# Written task
Count the lines of the records that contain the word "window" and reply with only that number.

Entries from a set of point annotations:
______
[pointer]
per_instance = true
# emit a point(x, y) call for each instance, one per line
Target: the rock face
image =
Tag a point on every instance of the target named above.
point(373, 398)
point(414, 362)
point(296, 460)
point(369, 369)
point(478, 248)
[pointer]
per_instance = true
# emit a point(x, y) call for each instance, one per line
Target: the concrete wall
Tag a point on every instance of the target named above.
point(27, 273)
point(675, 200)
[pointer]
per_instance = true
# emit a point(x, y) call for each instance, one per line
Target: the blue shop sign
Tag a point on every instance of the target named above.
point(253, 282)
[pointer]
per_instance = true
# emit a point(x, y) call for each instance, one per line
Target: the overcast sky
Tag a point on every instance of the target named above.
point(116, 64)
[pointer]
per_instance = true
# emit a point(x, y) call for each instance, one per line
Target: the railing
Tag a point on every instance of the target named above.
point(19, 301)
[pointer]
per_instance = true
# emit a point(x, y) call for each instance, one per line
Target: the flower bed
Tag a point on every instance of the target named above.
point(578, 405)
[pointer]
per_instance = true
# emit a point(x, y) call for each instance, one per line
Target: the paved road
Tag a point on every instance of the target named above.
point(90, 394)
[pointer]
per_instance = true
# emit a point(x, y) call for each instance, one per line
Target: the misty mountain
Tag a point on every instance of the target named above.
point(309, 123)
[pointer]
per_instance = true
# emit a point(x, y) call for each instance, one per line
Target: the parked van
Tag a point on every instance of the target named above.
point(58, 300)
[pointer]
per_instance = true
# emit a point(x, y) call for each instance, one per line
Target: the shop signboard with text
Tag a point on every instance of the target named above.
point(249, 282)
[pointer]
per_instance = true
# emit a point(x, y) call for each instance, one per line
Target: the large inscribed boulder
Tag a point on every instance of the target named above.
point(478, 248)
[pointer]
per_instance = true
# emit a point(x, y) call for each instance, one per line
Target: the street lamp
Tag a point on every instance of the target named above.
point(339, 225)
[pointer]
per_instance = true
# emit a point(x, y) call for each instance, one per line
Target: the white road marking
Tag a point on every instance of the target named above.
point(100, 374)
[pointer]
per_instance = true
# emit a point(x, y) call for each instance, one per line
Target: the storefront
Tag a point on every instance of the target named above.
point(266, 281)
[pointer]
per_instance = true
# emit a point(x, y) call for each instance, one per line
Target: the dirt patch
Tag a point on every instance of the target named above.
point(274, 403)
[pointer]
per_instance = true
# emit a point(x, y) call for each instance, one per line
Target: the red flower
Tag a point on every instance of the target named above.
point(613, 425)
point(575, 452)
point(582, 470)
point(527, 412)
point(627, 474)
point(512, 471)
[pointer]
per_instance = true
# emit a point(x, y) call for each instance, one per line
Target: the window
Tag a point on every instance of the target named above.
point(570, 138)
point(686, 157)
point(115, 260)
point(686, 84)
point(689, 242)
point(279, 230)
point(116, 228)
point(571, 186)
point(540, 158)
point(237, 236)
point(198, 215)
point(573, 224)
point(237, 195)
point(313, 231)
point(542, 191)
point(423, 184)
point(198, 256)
______
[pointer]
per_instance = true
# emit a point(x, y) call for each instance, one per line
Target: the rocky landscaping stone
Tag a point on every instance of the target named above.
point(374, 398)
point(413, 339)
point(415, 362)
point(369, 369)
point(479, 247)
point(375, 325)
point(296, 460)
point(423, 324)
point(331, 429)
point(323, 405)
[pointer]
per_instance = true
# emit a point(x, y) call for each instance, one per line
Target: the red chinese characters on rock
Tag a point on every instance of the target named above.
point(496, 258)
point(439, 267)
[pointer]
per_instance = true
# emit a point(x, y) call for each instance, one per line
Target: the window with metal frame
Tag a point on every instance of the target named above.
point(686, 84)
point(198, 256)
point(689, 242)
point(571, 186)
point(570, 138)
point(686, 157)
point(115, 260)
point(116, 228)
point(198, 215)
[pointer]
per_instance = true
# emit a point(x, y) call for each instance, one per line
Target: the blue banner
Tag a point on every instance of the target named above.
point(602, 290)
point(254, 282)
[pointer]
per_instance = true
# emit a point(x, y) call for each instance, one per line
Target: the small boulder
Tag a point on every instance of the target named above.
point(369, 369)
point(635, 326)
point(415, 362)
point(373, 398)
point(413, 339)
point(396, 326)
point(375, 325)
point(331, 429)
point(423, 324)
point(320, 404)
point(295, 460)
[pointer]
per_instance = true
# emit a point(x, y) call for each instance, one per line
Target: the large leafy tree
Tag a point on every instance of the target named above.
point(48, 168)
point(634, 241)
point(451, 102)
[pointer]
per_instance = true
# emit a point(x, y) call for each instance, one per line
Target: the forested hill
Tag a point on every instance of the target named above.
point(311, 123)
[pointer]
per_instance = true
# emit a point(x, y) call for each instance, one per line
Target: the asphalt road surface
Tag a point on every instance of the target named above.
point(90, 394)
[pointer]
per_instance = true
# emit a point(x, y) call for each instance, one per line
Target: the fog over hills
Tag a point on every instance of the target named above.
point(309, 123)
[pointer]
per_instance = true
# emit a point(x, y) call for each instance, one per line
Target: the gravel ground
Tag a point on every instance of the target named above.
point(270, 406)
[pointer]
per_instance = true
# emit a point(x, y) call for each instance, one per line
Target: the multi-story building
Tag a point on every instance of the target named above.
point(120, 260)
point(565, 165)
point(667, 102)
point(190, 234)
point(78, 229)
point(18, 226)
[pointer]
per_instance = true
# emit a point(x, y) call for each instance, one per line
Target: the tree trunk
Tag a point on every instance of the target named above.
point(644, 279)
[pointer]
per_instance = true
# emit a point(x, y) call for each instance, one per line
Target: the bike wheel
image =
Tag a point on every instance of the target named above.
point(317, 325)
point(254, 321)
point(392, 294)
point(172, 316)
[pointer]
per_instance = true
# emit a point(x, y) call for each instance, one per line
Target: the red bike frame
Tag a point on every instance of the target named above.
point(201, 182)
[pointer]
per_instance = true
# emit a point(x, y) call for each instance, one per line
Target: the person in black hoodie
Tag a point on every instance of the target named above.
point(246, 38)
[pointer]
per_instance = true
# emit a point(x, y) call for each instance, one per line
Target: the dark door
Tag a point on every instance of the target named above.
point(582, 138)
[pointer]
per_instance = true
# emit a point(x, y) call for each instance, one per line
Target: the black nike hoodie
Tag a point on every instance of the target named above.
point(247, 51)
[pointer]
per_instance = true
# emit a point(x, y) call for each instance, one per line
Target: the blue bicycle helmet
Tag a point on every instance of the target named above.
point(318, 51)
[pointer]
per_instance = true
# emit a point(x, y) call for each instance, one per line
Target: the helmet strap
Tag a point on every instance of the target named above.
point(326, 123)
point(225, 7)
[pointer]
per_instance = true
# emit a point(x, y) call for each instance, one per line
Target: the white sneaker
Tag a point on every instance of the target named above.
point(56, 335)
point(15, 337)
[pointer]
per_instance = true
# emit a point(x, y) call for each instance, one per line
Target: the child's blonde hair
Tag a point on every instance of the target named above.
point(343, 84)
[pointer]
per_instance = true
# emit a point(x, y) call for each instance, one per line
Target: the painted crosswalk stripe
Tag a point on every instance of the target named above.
______
# Task solution
2